**Consigne 1:**
Recopiez tels quels les enregistrements situés entre la ligne qui contient "Can you tell me where the bar stool" et celle qui contient "[682,38,716,67]", ces deux lignes comprises.

------ Extrait cité ------

Un responsable de la commission électorale compte des bulletins de vote dans une école de Kinshasa, en République démocratique du Congo, à l’issue des élections générales du 30 décembre 2018.

© 2018 Luis Tato/AFP/Getty Images

Tout au long de 2018, les agents du gouvernement et les forces de sécurité ont fait preuve d’une répression généralisée et commis de graves atteintes aux droits humains à l’encontre de dirigeants et de partisans de l’opposition politique, d’activistes pro-démocratie et de défenseurs des droits humains, de journalistes et de manifestants pacifiques. Les élections du 30 décembre ont été lourdement entachées d’irrégularités généralisées, de manœuvres visant à éliminer des électeurs et de violences. Plus d’un million de Congolais ont été empêchés de voter dans trois zones du pays dominées par l’opposition, où les scrutins ont été reportés au mois de mars 2019.

------

**Consigne 2:**
Poursuivez le texte sur les élections de 2018 en République démocratique du Congo à partir de sa dernière phrase.

------ Liste des entrées ------

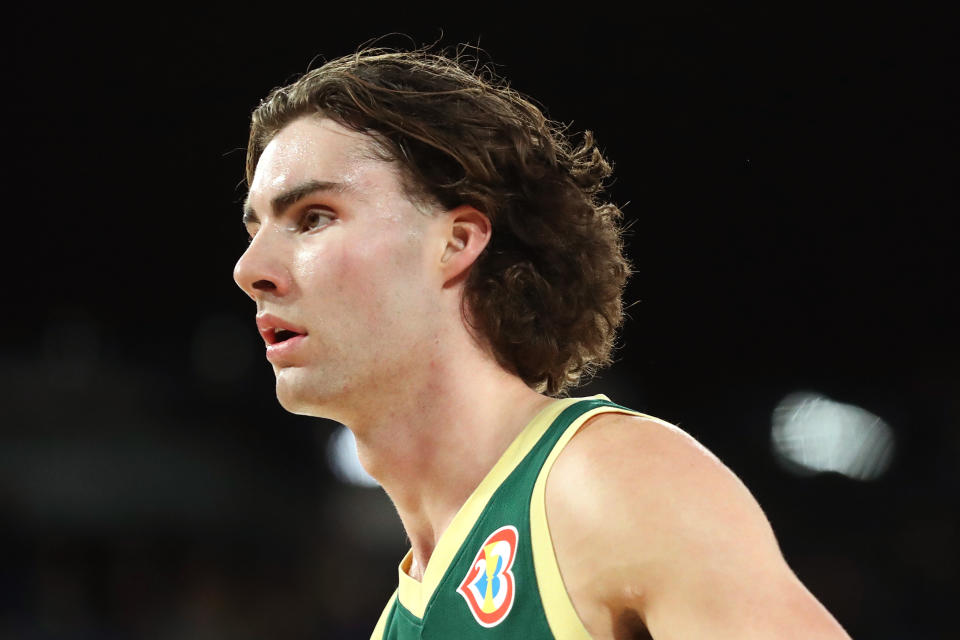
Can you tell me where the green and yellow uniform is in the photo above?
[371,396,649,640]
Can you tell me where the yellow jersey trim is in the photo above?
[530,398,657,640]
[397,395,607,619]
[370,591,397,640]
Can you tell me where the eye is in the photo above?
[300,209,335,231]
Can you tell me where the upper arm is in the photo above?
[546,414,847,640]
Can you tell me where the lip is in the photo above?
[257,313,308,362]
[267,334,307,364]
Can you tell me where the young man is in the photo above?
[235,51,847,640]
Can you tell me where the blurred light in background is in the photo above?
[327,424,379,487]
[771,392,894,480]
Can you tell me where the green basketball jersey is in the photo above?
[371,396,649,640]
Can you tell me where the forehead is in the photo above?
[249,116,398,202]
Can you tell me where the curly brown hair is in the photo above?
[246,49,630,395]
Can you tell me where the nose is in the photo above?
[233,229,290,300]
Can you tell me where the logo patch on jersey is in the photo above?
[457,525,517,628]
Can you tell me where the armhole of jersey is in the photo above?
[530,407,647,640]
[370,591,397,640]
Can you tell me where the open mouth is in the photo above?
[270,329,304,344]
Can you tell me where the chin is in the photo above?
[277,368,342,418]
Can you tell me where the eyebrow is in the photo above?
[243,180,352,225]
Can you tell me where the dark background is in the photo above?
[0,3,960,639]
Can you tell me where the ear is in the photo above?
[440,205,493,285]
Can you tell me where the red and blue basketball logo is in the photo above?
[457,525,517,628]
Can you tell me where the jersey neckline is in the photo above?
[397,394,608,619]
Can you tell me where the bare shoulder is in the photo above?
[546,413,847,638]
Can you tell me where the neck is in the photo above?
[348,354,552,579]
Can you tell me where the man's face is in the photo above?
[234,117,443,418]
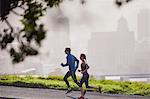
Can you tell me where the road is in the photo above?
[0,86,150,99]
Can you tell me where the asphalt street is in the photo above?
[0,86,150,99]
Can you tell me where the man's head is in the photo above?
[65,48,71,54]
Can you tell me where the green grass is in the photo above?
[0,75,150,96]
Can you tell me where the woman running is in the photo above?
[78,54,101,99]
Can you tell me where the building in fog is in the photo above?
[88,17,135,75]
[137,9,150,40]
[134,9,150,73]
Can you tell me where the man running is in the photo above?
[61,48,79,94]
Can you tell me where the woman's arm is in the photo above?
[81,64,90,74]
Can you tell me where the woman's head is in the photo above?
[80,54,86,60]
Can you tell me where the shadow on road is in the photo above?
[67,96,88,99]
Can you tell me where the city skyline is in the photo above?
[0,0,150,75]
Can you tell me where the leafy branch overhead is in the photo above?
[0,0,131,63]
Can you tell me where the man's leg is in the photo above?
[64,71,71,88]
[64,71,72,94]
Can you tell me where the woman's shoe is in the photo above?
[78,96,84,99]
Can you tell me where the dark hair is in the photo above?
[80,54,86,60]
[65,48,71,53]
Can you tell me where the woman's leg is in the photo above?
[80,77,84,97]
[85,75,101,93]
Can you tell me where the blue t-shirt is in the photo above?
[66,54,79,71]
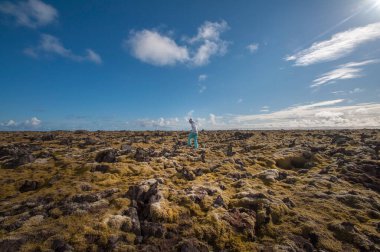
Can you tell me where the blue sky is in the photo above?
[0,0,380,130]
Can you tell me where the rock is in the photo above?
[41,133,55,141]
[19,180,39,193]
[95,149,116,163]
[331,134,352,145]
[223,208,256,239]
[141,221,166,238]
[282,197,296,208]
[120,144,133,155]
[298,169,309,174]
[177,238,210,252]
[328,222,376,251]
[178,167,195,180]
[23,215,45,226]
[274,148,318,169]
[234,131,253,140]
[51,239,74,252]
[226,144,235,157]
[91,165,111,173]
[0,236,27,252]
[258,169,279,183]
[122,207,141,236]
[105,215,130,230]
[4,154,35,169]
[84,137,97,145]
[201,150,206,163]
[134,147,150,162]
[194,168,203,177]
[72,194,100,203]
[213,195,226,208]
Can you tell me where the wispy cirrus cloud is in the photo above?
[0,116,42,130]
[227,99,380,129]
[198,74,208,93]
[310,60,380,87]
[0,0,58,28]
[131,99,380,130]
[123,21,229,66]
[24,34,102,64]
[285,22,380,66]
[247,43,259,53]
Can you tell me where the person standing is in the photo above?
[187,118,198,149]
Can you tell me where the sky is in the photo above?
[0,0,380,131]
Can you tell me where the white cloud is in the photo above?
[5,120,16,127]
[189,20,229,66]
[310,60,379,87]
[198,74,207,81]
[199,85,207,93]
[247,43,259,53]
[331,90,346,95]
[348,88,364,94]
[189,20,229,43]
[198,74,208,93]
[86,49,102,64]
[260,106,269,112]
[24,34,102,64]
[210,114,216,125]
[230,99,380,129]
[285,22,380,66]
[0,0,58,28]
[133,117,179,129]
[124,30,189,66]
[128,99,380,130]
[123,21,228,66]
[25,117,42,126]
[0,117,42,130]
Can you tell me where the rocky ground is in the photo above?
[0,130,380,252]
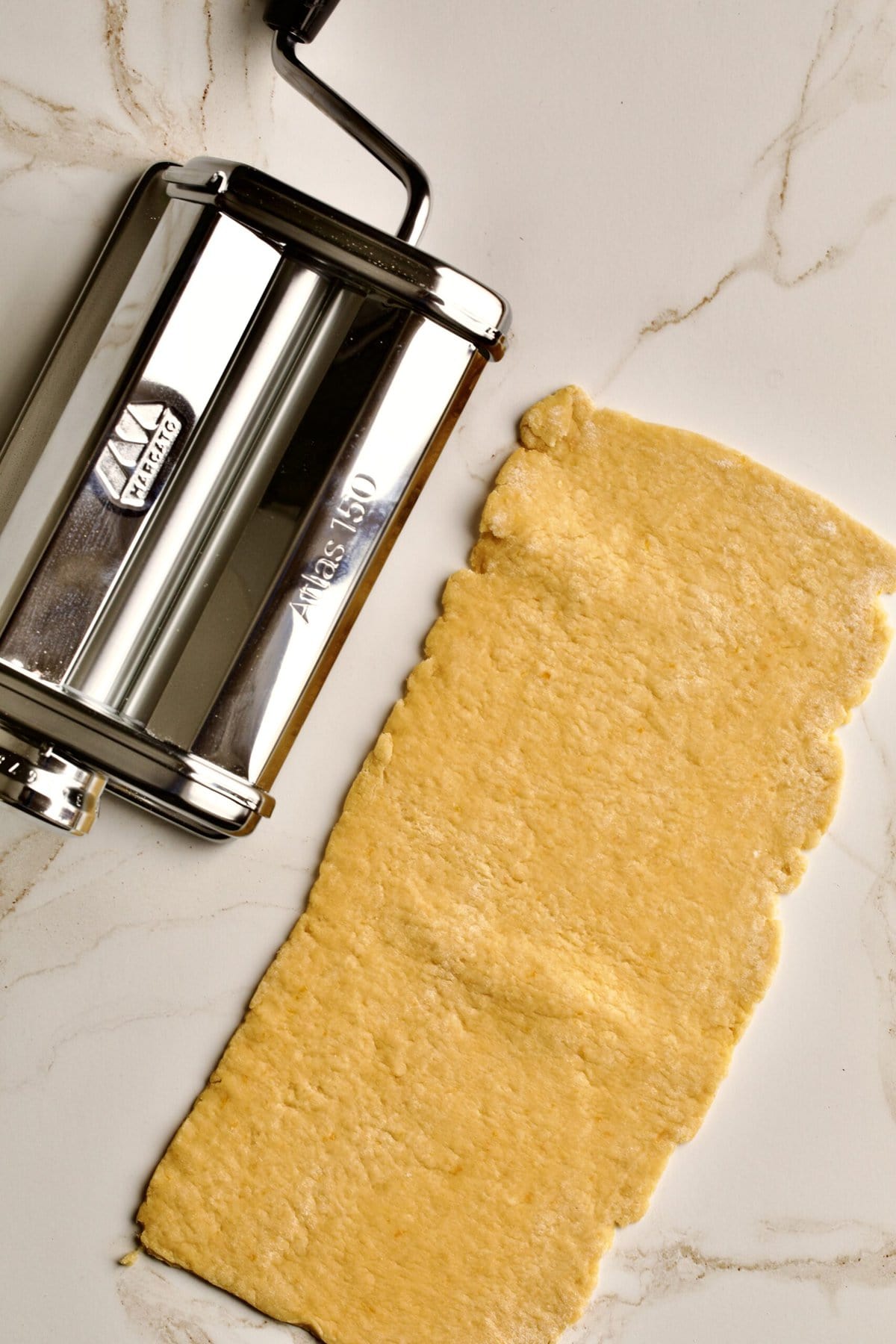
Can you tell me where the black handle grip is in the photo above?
[264,0,338,42]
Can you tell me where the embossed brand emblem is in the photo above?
[96,402,183,509]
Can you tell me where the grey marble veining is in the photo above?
[0,0,896,1344]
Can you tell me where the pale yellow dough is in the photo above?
[140,388,896,1344]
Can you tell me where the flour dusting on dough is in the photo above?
[140,388,896,1344]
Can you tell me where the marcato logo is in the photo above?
[97,402,183,509]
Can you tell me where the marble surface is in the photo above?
[0,0,896,1344]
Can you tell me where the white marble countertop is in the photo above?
[0,0,896,1344]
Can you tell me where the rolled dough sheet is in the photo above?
[138,388,896,1344]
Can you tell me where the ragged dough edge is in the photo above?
[315,385,896,1325]
[137,386,896,1341]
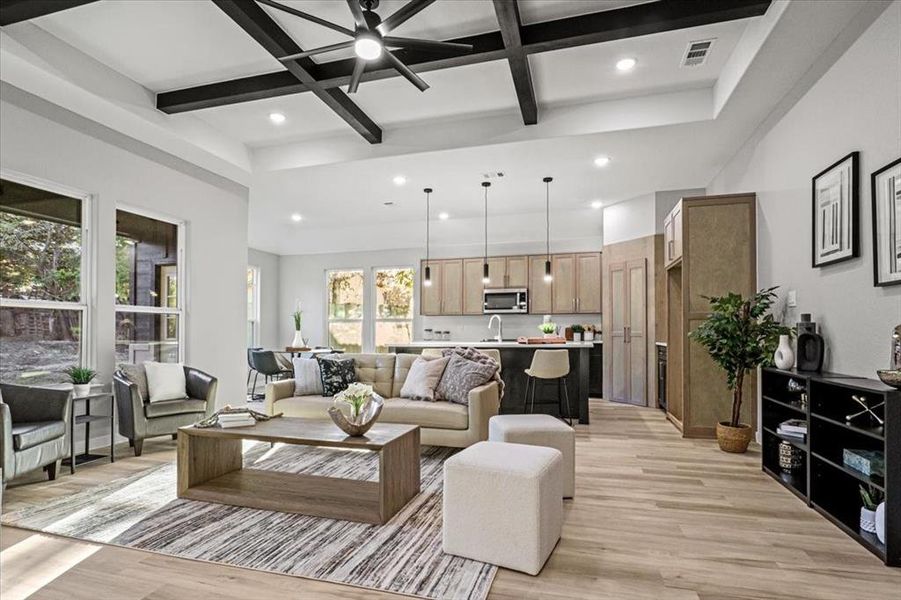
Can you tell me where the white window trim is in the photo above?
[0,168,97,368]
[114,204,188,363]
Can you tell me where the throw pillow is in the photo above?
[317,356,357,396]
[144,361,188,402]
[436,354,497,406]
[400,356,450,402]
[293,358,322,396]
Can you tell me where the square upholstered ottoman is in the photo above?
[443,442,563,575]
[488,415,576,498]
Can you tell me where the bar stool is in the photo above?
[525,350,572,425]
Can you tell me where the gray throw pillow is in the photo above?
[400,356,450,402]
[436,354,497,406]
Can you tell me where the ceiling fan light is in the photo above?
[354,33,382,60]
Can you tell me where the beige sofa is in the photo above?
[265,354,500,448]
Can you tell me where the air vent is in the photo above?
[682,38,716,67]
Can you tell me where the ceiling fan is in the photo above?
[257,0,472,94]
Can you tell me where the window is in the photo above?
[326,271,364,352]
[116,210,184,363]
[0,179,88,385]
[375,268,413,352]
[247,267,260,348]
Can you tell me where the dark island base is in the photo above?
[390,345,591,425]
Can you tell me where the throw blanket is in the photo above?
[441,346,504,402]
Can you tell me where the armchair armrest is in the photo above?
[263,379,294,415]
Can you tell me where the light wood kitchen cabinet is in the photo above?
[528,254,553,315]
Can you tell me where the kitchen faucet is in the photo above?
[488,315,504,342]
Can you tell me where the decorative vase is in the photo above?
[773,335,795,369]
[876,502,885,544]
[716,421,754,454]
[860,506,876,533]
[72,383,91,398]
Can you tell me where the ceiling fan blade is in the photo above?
[347,58,366,94]
[376,0,435,35]
[257,0,354,37]
[382,36,472,52]
[383,50,429,92]
[279,40,354,62]
[347,0,369,31]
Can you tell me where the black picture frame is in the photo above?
[810,150,860,269]
[870,158,901,287]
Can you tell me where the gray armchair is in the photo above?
[0,384,72,486]
[113,364,219,456]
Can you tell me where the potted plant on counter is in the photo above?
[689,287,789,453]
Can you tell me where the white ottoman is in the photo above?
[488,415,576,498]
[443,442,563,575]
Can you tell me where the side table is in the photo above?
[63,392,116,474]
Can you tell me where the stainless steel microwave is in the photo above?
[482,288,529,315]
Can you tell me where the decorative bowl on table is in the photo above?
[876,369,901,390]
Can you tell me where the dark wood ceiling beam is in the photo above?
[213,0,382,144]
[0,0,97,26]
[494,0,538,125]
[157,0,771,113]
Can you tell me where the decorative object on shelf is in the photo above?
[779,440,804,473]
[860,485,885,533]
[422,188,432,290]
[773,335,795,369]
[870,158,901,288]
[812,152,860,268]
[328,383,385,437]
[689,287,790,452]
[845,394,885,426]
[797,313,826,373]
[63,365,97,398]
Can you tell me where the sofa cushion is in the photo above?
[400,357,450,402]
[12,421,66,450]
[343,354,396,398]
[144,398,206,419]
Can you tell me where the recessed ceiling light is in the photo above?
[616,58,638,73]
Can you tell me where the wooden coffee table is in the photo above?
[178,417,420,524]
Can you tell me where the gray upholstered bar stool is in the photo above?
[525,350,572,425]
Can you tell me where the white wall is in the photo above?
[708,2,901,377]
[0,84,247,448]
[247,248,278,348]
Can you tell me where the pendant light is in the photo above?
[542,177,554,283]
[422,188,432,287]
[482,181,491,284]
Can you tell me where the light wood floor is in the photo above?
[0,401,901,600]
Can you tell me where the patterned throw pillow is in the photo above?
[317,356,357,396]
[436,354,497,406]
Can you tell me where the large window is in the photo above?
[375,268,413,352]
[116,210,184,363]
[0,179,88,385]
[326,270,364,352]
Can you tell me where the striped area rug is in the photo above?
[2,444,497,600]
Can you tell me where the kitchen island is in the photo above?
[389,340,595,425]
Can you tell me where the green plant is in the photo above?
[689,287,791,427]
[859,485,885,510]
[63,366,97,385]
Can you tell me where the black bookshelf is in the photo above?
[761,368,901,567]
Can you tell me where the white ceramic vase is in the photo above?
[773,335,795,369]
[876,502,885,544]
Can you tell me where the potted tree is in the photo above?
[689,287,791,453]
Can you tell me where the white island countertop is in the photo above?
[389,340,594,349]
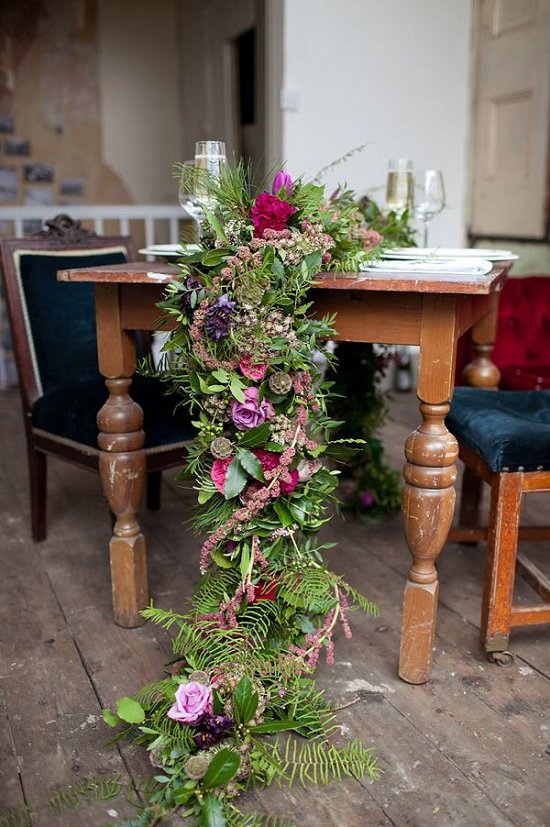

------

**Réponse 1:**
Can you tell me where the bar stool is in the photo above?
[525,350,572,425]
Can you tell me where the gray throw pillow is in the photo above?
[400,356,450,402]
[436,354,497,406]
Can you tell me where the ceiling fan light is in the photo above?
[354,33,382,60]
Can you tell me where the beige sofa is in the photo above?
[265,354,500,448]
Can you tell me where the air vent is in the photo above?
[682,38,716,67]

**Réponse 2:**
Dans le centre et l’est de la RD Congo, de nombreux groupes armés et, dans certains cas, les forces de sécurité gouvernementales, s’en sont pris à des civils, faisant parmi eux un grand nombre de morts et de blessés. Cette violence semble en grande partie avoir été liée à la crise politique générale dans le pays. La situation humanitaire est restée alarmante, avec 4,5 millions de déplacés, et plus de 130 000 réfugiés qui ont fui vers un pays voisin. En avril, des responsables du gouvernement ont rejeté l’idée même d’une crise humanitaire et refusé d’assister à une conférence des bailleurs de fonds internationaux qui visait à collecter 1,7 milliard de dollars US pour porter assistance en urgence aux plus de 13 millions de personnes dans le besoin en RD Congo.

Libertés d’expression et de réunion pacifique

Tout au long de 2018, les agents du gouvernement et les forces de sécurité ont interdit des manifestations pacifiques, fait usage de gaz lacrymogène et, dans certains cas, tiré à balles réelles pour disperser les manifestants, restreint la liberté de déplacement des dirigeants de l’opposition et détenu arbitrairement des centaines d’activistes pro-démocratie et défenseurs des droits humains, de journalistes, de manifestants pacifiques et d’autres individus, la plupart ayant fini par être libérés.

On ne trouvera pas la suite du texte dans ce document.